Funny how when I was running for Congress this past election and wrote an OpEd about this very thing for our local paper, they declined to print it!! I knew it was speculation driving the prices, NOT supply and demand as everyone was trying to pass off. I wrote about this way back in June or July.

I'm mighty sick of this crap, too, and with Congress not regulating things like they should, too. If you knew what all has gone on, you'd crap your pants. Our food isn't safe either, but Congress does nothing. Sickening! If you want change to go along with Obama, you have GOT to get decent people into your own area and everywhere! Check out my website at: I'll be running again and will take help from anyone!

Mark G (36)
Tuesday January 13, 2009, 3:15 pm
Speculation is an integral part of the commodities market and IS directly tied to supply and demand. It (and its cousin, hedging) is speculation on FUTURE supply and demand. At the time oil prices were rising, many investors were speculating oil would keep rising (demand would be outstripping supply). At the same time there were other investors speculating on it falling in the future (selling it short) and driving it down.

Excerpts of bounding box data
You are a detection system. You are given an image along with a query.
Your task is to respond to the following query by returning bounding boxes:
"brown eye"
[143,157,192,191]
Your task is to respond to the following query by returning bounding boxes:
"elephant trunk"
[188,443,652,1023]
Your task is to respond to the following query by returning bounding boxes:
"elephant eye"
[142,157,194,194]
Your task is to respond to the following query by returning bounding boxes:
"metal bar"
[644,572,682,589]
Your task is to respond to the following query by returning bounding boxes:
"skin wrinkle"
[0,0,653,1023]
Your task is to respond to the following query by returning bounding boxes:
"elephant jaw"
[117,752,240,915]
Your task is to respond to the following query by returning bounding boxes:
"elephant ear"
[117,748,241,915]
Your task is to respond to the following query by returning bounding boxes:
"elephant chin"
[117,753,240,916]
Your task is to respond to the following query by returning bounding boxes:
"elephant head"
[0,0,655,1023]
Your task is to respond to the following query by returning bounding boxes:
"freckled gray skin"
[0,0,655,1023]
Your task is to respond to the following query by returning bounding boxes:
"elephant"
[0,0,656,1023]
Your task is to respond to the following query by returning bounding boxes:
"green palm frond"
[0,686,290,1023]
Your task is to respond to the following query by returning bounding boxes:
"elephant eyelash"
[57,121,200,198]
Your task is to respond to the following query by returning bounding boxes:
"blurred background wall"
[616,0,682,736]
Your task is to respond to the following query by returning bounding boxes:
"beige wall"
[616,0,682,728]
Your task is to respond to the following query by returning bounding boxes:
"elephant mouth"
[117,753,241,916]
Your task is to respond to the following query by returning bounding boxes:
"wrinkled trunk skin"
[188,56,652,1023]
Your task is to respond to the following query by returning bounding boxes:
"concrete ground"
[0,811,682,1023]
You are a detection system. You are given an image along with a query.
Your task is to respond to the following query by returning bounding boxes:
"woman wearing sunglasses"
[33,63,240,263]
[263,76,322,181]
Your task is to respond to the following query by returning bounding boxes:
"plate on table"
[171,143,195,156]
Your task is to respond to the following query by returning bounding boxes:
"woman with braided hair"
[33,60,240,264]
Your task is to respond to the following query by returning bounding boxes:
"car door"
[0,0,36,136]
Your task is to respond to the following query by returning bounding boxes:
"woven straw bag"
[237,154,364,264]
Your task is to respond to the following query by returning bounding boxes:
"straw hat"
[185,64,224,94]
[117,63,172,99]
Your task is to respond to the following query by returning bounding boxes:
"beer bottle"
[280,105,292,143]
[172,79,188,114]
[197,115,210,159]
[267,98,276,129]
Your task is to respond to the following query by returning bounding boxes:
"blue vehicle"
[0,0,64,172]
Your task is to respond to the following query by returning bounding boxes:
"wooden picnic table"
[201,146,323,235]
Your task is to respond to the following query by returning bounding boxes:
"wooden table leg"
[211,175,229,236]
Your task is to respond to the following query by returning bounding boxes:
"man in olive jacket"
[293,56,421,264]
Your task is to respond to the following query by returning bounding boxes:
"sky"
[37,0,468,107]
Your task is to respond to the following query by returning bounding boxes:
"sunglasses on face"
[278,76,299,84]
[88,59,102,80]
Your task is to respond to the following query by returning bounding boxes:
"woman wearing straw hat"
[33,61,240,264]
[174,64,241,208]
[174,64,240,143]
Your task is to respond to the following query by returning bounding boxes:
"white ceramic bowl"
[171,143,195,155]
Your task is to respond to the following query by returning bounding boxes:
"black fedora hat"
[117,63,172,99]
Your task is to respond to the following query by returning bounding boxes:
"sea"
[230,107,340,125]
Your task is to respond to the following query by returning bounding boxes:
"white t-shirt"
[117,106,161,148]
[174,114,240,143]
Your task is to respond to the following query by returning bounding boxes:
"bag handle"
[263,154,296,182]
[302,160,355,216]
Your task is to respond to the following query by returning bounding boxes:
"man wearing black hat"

Short task 1
From the comments on oil speculation above, set down the stretch from "I'm mighty sick" through "Mark G (36)".
Short task 2
Answer these from the comments on oil speculation above:
(a) What office was the first commenter running for in the past election?
(b) In which months does the first commenter say the piece on this topic was written?
(c) What does Mark G call the "cousin" of speculation?

Task result 1
I'm mighty sick of this crap, too, and with Congress not regulating things like they should, too. If you knew what all has gone on, you'd crap your pants. Our food isn't safe either, but Congress does nothing. Sickening! If you want change to go along with Obama, you have GOT to get decent people into your own area and everywhere! Check out my website at: I'll be running again and will take help from anyone!

Mark G (36)

Task result 2
(a) Congress
(b) June or July
(c) Hedging